TASK REQUIREMENTS: Start at the line containing "Reviewer note: confirm that every instance of the horizon" and transcribe every line exactly through the end of the records below, and only those lines.

RECORD SET:
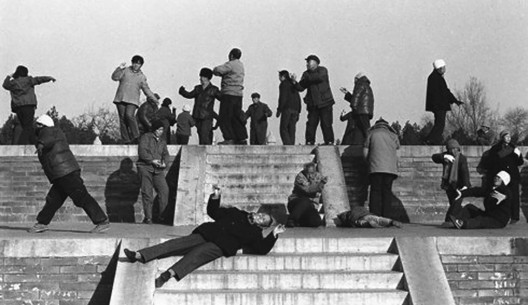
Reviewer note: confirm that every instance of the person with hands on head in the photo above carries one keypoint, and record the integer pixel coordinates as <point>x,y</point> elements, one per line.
<point>230,231</point>
<point>153,159</point>
<point>455,176</point>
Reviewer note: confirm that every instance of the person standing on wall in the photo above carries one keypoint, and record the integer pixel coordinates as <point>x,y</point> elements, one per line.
<point>362,103</point>
<point>63,172</point>
<point>259,113</point>
<point>438,100</point>
<point>24,101</point>
<point>231,117</point>
<point>131,81</point>
<point>204,96</point>
<point>288,109</point>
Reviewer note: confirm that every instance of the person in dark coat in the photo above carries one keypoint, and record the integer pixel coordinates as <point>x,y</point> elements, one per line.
<point>438,101</point>
<point>63,172</point>
<point>24,101</point>
<point>455,176</point>
<point>184,122</point>
<point>362,103</point>
<point>232,230</point>
<point>288,109</point>
<point>304,203</point>
<point>259,113</point>
<point>497,206</point>
<point>147,113</point>
<point>167,117</point>
<point>204,96</point>
<point>504,156</point>
<point>319,100</point>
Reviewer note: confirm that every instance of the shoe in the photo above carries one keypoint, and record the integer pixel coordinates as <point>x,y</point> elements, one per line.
<point>101,228</point>
<point>458,223</point>
<point>38,228</point>
<point>162,279</point>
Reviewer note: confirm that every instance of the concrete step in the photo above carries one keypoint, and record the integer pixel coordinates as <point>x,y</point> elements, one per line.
<point>286,280</point>
<point>297,262</point>
<point>278,297</point>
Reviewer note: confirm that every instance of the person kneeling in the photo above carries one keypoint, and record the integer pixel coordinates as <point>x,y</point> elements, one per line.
<point>232,230</point>
<point>497,206</point>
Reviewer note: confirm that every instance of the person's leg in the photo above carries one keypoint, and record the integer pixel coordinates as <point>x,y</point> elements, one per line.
<point>375,200</point>
<point>311,125</point>
<point>326,116</point>
<point>147,197</point>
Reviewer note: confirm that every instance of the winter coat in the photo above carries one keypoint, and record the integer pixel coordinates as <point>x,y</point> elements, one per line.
<point>319,94</point>
<point>22,90</point>
<point>203,100</point>
<point>232,73</point>
<point>438,96</point>
<point>231,231</point>
<point>362,99</point>
<point>55,155</point>
<point>130,84</point>
<point>382,143</point>
<point>289,98</point>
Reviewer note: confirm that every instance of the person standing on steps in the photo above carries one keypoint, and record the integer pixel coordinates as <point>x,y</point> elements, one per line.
<point>438,101</point>
<point>63,172</point>
<point>204,96</point>
<point>231,230</point>
<point>24,101</point>
<point>259,113</point>
<point>131,81</point>
<point>231,117</point>
<point>319,100</point>
<point>288,109</point>
<point>455,176</point>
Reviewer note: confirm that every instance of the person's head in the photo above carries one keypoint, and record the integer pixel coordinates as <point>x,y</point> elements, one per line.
<point>312,62</point>
<point>205,76</point>
<point>255,97</point>
<point>137,62</point>
<point>502,177</point>
<point>261,219</point>
<point>157,128</point>
<point>505,137</point>
<point>235,53</point>
<point>21,71</point>
<point>439,66</point>
<point>453,147</point>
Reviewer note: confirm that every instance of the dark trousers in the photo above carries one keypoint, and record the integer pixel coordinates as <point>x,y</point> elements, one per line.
<point>26,115</point>
<point>71,186</point>
<point>435,136</point>
<point>475,218</point>
<point>381,194</point>
<point>303,213</point>
<point>127,122</point>
<point>326,117</point>
<point>258,133</point>
<point>151,181</point>
<point>205,131</point>
<point>231,118</point>
<point>287,126</point>
<point>181,139</point>
<point>195,250</point>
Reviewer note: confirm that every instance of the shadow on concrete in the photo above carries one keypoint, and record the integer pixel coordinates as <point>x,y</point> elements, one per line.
<point>121,192</point>
<point>103,291</point>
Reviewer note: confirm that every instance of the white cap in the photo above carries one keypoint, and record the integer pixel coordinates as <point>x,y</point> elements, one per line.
<point>45,120</point>
<point>505,177</point>
<point>439,63</point>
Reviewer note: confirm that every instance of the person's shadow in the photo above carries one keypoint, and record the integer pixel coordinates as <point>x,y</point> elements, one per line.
<point>121,192</point>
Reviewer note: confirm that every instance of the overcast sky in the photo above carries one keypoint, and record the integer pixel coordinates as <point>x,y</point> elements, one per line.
<point>394,42</point>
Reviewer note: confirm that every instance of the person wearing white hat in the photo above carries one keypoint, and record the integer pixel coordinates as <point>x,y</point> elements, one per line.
<point>63,171</point>
<point>438,101</point>
<point>497,206</point>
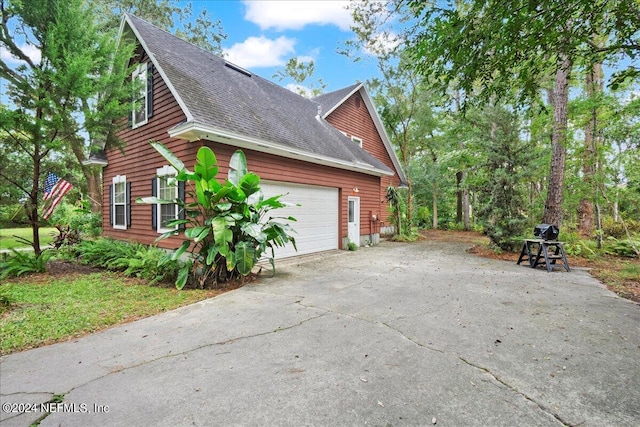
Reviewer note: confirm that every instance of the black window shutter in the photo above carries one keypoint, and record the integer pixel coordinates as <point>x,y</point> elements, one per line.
<point>149,91</point>
<point>111,205</point>
<point>128,200</point>
<point>154,207</point>
<point>181,196</point>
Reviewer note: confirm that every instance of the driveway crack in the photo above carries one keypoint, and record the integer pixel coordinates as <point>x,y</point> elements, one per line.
<point>173,355</point>
<point>542,407</point>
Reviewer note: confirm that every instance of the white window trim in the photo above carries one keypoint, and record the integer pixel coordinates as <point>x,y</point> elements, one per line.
<point>141,73</point>
<point>119,179</point>
<point>160,173</point>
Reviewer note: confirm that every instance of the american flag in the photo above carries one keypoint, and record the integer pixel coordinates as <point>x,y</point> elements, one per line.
<point>54,188</point>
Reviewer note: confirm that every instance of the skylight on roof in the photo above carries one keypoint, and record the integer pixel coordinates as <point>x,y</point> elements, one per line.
<point>237,68</point>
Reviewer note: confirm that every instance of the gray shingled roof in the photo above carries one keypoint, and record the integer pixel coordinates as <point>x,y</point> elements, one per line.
<point>329,100</point>
<point>217,95</point>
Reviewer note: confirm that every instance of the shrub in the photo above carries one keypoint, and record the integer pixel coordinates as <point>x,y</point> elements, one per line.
<point>133,259</point>
<point>23,262</point>
<point>621,247</point>
<point>227,226</point>
<point>78,218</point>
<point>616,229</point>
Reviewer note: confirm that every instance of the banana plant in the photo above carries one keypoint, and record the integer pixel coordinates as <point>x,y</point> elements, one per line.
<point>227,224</point>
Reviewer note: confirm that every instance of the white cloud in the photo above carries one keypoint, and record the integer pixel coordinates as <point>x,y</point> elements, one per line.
<point>31,51</point>
<point>294,15</point>
<point>260,52</point>
<point>300,90</point>
<point>383,43</point>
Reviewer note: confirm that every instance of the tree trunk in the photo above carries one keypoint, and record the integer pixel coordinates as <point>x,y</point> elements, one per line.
<point>594,87</point>
<point>435,205</point>
<point>409,204</point>
<point>553,204</point>
<point>466,211</point>
<point>92,175</point>
<point>459,177</point>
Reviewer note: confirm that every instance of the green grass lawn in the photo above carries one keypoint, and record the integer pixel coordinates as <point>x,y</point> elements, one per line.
<point>39,312</point>
<point>8,241</point>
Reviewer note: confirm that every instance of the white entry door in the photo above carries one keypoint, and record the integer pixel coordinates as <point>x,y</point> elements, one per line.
<point>353,229</point>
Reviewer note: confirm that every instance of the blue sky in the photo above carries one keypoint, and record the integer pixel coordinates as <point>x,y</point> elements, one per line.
<point>263,35</point>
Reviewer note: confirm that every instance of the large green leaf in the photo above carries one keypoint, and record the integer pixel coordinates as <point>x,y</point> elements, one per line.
<point>178,253</point>
<point>231,260</point>
<point>183,275</point>
<point>207,165</point>
<point>168,155</point>
<point>250,184</point>
<point>222,232</point>
<point>254,230</point>
<point>237,167</point>
<point>272,202</point>
<point>244,258</point>
<point>211,255</point>
<point>235,194</point>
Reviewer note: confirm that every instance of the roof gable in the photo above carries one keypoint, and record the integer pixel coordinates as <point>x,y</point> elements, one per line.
<point>332,100</point>
<point>224,103</point>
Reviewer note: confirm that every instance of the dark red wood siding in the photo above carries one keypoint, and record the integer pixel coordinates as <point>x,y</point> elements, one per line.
<point>353,118</point>
<point>139,161</point>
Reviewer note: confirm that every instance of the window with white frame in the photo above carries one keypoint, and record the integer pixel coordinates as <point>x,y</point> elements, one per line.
<point>140,114</point>
<point>119,202</point>
<point>167,190</point>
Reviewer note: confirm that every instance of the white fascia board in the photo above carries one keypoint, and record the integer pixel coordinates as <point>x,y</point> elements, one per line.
<point>357,88</point>
<point>153,59</point>
<point>383,133</point>
<point>193,131</point>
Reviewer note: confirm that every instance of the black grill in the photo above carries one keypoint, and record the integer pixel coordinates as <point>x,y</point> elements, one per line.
<point>546,231</point>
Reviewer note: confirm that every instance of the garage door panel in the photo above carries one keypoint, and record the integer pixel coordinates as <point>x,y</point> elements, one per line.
<point>316,228</point>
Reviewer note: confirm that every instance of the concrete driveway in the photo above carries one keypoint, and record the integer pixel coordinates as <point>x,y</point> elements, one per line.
<point>398,334</point>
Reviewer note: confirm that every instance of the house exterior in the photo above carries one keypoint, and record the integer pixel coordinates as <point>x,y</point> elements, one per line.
<point>330,154</point>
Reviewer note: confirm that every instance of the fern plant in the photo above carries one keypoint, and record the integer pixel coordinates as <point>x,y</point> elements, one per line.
<point>228,226</point>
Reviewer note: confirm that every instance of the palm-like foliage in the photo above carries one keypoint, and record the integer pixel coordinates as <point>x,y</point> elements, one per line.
<point>227,225</point>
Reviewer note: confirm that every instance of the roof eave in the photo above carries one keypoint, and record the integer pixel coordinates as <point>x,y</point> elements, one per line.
<point>193,131</point>
<point>383,134</point>
<point>339,103</point>
<point>156,64</point>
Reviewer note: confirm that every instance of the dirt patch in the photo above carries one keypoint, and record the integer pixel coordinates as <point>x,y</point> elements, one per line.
<point>607,269</point>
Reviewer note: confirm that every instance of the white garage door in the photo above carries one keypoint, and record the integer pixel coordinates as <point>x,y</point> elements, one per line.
<point>316,228</point>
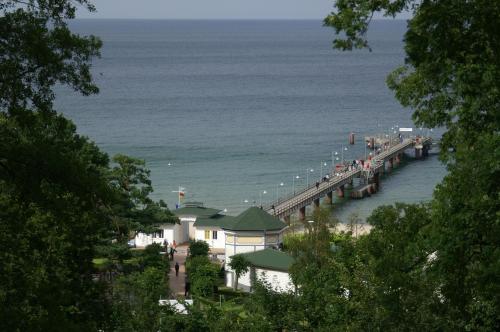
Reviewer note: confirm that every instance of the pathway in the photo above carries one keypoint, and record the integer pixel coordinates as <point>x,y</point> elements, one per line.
<point>176,283</point>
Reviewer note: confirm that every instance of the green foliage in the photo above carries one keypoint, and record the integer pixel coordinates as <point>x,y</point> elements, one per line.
<point>151,257</point>
<point>203,275</point>
<point>52,190</point>
<point>134,210</point>
<point>38,51</point>
<point>135,300</point>
<point>240,265</point>
<point>450,79</point>
<point>198,248</point>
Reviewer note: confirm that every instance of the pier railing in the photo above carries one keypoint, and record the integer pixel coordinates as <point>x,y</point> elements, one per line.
<point>296,200</point>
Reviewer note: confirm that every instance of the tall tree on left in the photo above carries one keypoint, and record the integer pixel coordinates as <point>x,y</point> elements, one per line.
<point>53,188</point>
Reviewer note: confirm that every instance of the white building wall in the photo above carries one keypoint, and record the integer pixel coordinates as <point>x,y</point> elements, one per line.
<point>218,243</point>
<point>279,281</point>
<point>142,240</point>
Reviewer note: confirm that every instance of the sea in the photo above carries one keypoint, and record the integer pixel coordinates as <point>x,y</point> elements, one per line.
<point>233,111</point>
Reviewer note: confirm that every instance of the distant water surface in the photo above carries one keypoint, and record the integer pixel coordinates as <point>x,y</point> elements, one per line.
<point>237,107</point>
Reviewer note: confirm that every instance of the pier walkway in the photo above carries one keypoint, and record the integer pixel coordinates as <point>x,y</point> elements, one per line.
<point>297,202</point>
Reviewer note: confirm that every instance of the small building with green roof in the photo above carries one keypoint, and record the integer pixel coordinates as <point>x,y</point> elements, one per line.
<point>210,230</point>
<point>269,266</point>
<point>188,214</point>
<point>184,230</point>
<point>252,230</point>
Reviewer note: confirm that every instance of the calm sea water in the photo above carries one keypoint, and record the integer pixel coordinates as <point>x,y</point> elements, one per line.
<point>230,109</point>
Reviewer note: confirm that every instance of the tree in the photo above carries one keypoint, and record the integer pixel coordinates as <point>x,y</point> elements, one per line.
<point>52,183</point>
<point>134,210</point>
<point>240,265</point>
<point>450,79</point>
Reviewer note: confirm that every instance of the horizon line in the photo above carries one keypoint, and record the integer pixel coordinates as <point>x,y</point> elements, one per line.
<point>224,19</point>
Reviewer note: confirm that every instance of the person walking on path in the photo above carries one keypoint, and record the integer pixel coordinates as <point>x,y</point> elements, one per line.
<point>176,269</point>
<point>177,281</point>
<point>172,251</point>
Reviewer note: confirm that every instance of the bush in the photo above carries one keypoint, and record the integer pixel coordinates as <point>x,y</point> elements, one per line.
<point>151,257</point>
<point>198,248</point>
<point>203,275</point>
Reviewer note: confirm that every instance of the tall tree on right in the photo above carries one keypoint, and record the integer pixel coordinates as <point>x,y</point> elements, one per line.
<point>451,79</point>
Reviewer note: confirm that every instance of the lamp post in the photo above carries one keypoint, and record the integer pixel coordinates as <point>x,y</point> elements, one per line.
<point>311,224</point>
<point>321,171</point>
<point>293,183</point>
<point>307,176</point>
<point>281,184</point>
<point>343,149</point>
<point>262,193</point>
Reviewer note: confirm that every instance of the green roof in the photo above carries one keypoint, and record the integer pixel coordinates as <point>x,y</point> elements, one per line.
<point>271,259</point>
<point>196,211</point>
<point>218,220</point>
<point>255,219</point>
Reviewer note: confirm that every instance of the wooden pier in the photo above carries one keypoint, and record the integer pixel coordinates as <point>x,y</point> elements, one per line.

RESPONSE:
Reviewer note: confirm that every instance of the horizon line in the photo above carries one keypoint, and record the integer pixel coordinates as <point>x,y</point> elements, one per line.
<point>224,19</point>
Reviewer note: confirm that every instance of the person walking on path in the photo above carries one keypoint, and record the integer pixel coordinates as <point>x,y</point> elements, one per line.
<point>176,269</point>
<point>177,281</point>
<point>172,251</point>
Reviewer note: confirm that every instance of the bush in the photo above carries one keypoint, and record the integer pixel coordinates as <point>x,y</point> elements, one per line.
<point>151,257</point>
<point>198,248</point>
<point>203,275</point>
Reviewer note: confirm that every instance of the tall tree on right in the photo above carries one keypoint, and record the integer pixel coordinates as <point>x,y</point> elements, one per line.
<point>451,79</point>
Reviewer note: confirm that every instance of the lamp post in the photo above carries one keypoint, and record the integer pixel coordinates as <point>x,y</point> elements, one per line.
<point>311,224</point>
<point>321,171</point>
<point>293,183</point>
<point>307,176</point>
<point>281,184</point>
<point>343,149</point>
<point>262,193</point>
Reviewer note: confirm that every instance of the green roof in the photo above carries one keypoint, and record the integer pixel coordinates as <point>x,y</point> elements, one per line.
<point>271,259</point>
<point>196,211</point>
<point>218,220</point>
<point>255,219</point>
Reviewer note: confirm that every instance of the wooden pier in the photo above carries one keypoint, and record the integer pixel coordinates as <point>x,y</point> elements, one per line.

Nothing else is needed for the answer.